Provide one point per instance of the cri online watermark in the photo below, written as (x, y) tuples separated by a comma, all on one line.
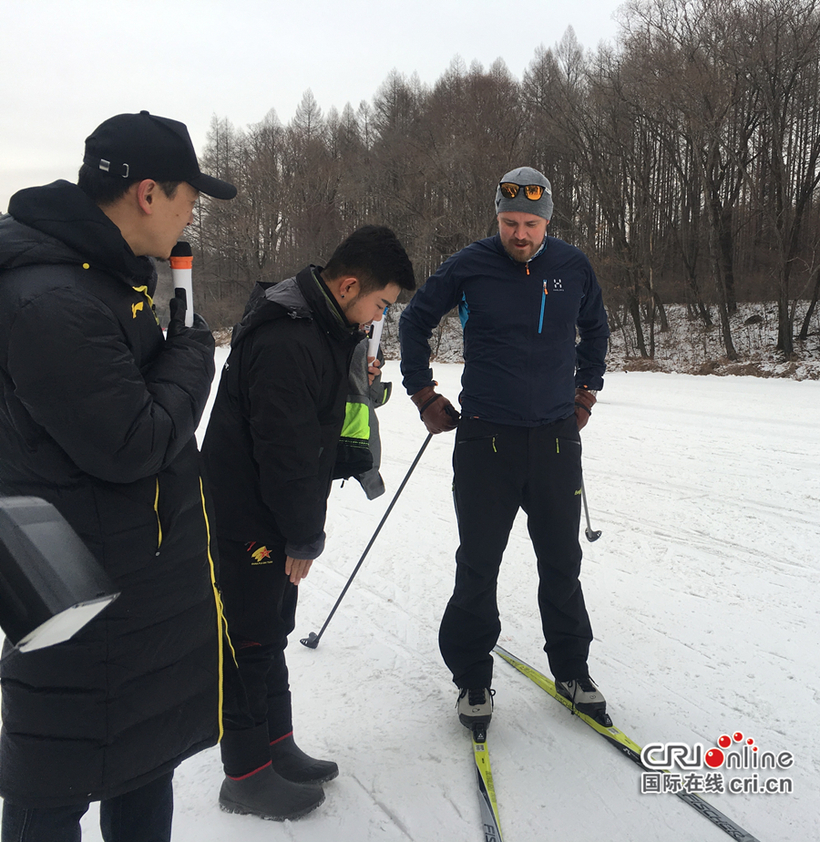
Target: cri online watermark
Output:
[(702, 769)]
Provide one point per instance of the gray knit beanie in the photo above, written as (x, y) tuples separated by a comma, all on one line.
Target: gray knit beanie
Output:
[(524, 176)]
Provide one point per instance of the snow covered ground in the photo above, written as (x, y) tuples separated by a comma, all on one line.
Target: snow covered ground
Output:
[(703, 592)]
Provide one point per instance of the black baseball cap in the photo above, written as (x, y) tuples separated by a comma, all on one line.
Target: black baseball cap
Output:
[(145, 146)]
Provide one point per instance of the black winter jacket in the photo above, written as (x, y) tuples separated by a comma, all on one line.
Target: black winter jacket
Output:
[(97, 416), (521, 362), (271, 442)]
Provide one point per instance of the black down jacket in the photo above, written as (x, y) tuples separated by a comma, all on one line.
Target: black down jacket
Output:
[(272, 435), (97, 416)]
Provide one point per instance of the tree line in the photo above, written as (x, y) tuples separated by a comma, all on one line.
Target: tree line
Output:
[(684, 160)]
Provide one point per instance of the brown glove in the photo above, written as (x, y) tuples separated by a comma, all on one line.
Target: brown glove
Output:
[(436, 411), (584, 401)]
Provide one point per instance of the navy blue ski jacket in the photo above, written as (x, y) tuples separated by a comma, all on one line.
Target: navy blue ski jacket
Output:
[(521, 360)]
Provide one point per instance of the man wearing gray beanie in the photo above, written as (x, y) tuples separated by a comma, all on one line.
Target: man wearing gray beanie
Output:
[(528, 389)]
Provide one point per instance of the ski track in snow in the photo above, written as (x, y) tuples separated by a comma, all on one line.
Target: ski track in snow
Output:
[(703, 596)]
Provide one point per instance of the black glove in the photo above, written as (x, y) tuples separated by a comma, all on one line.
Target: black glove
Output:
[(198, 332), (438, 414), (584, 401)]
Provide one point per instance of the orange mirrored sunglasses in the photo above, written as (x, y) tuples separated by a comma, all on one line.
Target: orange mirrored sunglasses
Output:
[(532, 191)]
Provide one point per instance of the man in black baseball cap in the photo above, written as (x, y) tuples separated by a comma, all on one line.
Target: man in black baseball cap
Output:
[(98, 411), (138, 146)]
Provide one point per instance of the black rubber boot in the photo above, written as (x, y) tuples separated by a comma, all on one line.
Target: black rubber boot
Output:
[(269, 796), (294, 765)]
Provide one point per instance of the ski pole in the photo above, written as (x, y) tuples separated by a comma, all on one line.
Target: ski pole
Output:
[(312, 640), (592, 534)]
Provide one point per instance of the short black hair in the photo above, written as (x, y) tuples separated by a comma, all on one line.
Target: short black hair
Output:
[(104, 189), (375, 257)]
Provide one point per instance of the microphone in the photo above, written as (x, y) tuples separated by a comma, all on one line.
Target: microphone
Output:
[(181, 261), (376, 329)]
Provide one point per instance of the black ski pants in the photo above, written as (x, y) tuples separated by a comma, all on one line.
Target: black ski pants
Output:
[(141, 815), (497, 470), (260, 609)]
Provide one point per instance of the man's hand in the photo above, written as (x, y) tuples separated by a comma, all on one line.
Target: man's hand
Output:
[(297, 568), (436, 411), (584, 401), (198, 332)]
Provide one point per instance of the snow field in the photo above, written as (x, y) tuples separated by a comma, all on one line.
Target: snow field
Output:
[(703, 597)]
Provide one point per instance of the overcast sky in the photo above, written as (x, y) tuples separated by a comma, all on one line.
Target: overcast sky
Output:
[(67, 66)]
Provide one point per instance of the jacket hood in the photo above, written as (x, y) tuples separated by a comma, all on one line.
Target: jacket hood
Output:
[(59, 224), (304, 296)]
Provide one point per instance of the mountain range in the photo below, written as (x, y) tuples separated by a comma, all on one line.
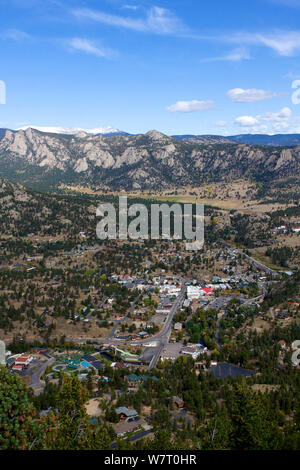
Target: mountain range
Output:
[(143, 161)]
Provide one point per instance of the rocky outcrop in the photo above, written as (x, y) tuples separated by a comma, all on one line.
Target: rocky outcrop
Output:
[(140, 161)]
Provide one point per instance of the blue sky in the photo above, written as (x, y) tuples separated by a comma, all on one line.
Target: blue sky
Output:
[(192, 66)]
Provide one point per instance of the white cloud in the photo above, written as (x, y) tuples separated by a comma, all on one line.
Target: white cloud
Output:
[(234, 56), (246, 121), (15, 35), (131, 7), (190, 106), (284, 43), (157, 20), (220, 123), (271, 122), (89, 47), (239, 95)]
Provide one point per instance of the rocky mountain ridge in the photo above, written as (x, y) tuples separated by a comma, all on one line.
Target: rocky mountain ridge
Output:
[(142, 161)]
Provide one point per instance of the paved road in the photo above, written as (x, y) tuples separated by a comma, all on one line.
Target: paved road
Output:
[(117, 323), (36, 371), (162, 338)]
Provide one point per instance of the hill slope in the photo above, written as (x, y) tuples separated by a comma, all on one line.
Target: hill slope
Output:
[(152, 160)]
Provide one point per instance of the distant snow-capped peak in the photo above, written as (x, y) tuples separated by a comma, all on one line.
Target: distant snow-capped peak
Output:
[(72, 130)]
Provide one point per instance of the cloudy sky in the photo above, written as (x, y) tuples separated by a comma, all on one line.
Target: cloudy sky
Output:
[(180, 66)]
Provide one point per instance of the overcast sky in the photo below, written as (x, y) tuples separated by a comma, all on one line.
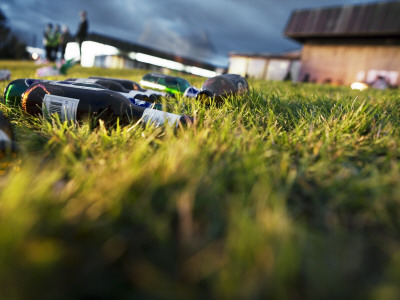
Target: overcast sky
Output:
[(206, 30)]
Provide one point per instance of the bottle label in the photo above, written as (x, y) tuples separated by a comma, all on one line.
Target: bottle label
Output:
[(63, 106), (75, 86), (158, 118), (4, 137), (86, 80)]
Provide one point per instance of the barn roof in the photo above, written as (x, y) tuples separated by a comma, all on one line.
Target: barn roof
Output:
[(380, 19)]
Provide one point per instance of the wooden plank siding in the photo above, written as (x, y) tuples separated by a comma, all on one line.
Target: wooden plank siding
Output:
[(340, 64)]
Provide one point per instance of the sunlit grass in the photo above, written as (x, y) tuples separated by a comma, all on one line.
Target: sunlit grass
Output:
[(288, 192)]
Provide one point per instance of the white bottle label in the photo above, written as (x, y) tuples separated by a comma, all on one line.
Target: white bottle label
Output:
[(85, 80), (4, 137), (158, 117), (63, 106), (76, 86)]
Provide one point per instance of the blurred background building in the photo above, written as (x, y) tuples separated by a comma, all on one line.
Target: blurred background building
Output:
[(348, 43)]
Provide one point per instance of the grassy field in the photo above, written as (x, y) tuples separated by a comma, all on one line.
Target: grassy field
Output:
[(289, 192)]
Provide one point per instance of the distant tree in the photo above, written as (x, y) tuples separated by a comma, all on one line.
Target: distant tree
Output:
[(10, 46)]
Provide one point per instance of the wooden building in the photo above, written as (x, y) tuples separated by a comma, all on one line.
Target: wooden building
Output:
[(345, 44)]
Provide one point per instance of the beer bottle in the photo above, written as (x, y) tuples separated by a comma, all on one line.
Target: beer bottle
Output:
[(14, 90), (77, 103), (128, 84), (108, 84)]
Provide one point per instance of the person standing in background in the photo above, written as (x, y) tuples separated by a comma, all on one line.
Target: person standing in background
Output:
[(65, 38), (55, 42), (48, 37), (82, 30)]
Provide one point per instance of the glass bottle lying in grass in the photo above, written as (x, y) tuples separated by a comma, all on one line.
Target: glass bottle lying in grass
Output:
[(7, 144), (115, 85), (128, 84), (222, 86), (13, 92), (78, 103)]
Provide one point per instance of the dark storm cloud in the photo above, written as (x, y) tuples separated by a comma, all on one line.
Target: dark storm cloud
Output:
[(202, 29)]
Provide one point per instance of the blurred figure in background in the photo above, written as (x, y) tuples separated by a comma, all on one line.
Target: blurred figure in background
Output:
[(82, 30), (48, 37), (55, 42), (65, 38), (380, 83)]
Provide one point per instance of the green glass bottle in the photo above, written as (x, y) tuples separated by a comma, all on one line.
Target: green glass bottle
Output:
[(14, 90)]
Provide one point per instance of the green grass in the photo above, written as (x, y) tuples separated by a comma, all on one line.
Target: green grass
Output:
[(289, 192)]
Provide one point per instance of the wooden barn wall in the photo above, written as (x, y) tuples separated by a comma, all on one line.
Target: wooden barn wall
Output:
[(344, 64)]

══════════════════════════════

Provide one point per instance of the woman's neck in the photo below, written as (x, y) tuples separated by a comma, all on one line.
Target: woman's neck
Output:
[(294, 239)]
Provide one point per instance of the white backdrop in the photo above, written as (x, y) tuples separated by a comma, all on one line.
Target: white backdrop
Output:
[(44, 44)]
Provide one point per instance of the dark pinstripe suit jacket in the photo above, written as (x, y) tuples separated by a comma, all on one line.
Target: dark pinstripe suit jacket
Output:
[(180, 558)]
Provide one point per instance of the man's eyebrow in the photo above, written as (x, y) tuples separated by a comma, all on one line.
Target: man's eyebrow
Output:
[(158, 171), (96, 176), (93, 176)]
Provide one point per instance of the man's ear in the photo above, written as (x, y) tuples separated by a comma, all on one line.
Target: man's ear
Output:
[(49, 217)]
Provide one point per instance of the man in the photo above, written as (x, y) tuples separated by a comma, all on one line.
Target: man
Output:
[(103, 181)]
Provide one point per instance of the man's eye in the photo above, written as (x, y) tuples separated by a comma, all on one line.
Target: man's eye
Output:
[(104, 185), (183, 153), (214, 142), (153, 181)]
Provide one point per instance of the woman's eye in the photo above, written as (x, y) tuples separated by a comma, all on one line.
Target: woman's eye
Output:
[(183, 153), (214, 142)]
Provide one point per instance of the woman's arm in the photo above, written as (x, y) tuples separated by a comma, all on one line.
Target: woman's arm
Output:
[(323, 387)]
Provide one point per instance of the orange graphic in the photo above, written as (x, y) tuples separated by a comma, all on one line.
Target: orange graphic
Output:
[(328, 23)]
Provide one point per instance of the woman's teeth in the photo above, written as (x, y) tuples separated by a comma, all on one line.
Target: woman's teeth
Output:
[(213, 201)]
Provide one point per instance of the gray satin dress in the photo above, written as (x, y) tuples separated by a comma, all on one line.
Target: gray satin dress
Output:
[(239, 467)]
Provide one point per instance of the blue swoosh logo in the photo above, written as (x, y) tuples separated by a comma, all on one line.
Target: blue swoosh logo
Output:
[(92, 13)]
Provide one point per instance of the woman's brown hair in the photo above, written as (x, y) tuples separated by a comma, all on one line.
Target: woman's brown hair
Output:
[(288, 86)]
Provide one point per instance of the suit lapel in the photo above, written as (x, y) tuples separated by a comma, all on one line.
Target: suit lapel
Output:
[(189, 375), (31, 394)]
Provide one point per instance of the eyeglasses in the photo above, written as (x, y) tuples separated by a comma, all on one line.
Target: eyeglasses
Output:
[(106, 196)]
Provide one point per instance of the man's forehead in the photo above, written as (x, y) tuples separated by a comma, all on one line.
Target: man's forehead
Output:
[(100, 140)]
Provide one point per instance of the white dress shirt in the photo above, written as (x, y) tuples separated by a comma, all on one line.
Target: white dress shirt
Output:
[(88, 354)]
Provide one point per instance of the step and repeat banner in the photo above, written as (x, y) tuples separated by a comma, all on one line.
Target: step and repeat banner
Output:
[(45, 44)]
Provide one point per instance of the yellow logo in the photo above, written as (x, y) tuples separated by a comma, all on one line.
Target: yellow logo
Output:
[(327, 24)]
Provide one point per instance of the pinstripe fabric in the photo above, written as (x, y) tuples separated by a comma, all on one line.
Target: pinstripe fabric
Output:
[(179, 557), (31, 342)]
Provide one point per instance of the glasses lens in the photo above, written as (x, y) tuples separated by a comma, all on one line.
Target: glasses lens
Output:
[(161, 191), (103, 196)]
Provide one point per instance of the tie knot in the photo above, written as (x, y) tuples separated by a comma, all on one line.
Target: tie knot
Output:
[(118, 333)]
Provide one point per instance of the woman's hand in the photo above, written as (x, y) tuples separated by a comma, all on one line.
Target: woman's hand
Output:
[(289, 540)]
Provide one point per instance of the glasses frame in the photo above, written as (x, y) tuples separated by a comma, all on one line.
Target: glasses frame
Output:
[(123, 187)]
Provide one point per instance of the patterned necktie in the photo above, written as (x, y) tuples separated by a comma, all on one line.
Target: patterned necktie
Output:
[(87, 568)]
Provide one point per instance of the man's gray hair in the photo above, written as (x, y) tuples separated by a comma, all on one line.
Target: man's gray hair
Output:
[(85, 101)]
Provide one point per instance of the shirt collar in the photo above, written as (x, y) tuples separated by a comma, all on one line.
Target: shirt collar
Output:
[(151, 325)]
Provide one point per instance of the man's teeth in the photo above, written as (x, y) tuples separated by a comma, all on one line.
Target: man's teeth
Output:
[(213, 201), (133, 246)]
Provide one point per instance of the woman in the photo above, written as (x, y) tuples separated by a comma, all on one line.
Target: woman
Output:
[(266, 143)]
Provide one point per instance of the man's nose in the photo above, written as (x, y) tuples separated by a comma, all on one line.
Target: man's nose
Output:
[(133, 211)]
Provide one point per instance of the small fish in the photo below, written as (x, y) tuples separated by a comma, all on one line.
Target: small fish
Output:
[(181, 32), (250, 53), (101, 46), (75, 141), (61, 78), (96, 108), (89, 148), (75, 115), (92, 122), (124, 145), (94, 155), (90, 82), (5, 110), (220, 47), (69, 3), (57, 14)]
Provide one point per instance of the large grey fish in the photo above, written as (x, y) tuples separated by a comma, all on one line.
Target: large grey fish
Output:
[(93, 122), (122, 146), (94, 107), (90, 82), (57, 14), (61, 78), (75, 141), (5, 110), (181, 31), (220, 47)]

══════════════════════════════

Exercise prompt: Begin at the line that has "Provide one point per instance of the wooden building" and stop after the line that has "92), (78, 103)]". Reproduce only those rows with every "tuples" changed to "pairs" and all else left as is.

Reply:
Provide one point per instance of the wooden building in the photo above, written as (x, y) pairs separated by a comma, all on one line.
Target: wooden building
Output:
[(345, 44)]
Provide one point per instance of the beer bottle in the photo above, written as (x, y) pairs separated by a comma, all on one line.
Target: beer bottle
Output:
[(14, 90), (77, 103), (128, 84), (108, 84)]
Provide one point per instance of the person standing in background in the photo above, written as (x, y) pairs separated by a comma, all on one line.
Target: person standing in background
Output:
[(65, 38), (55, 42), (48, 37), (82, 30)]
Provide one point per instance of the glass bottle lying in grass in the photo above, written as (x, y) pairs separated by a comma, all on one line.
Target: glass bottle lying in grass
Output:
[(7, 144), (115, 85), (128, 84), (222, 86), (13, 92), (78, 103)]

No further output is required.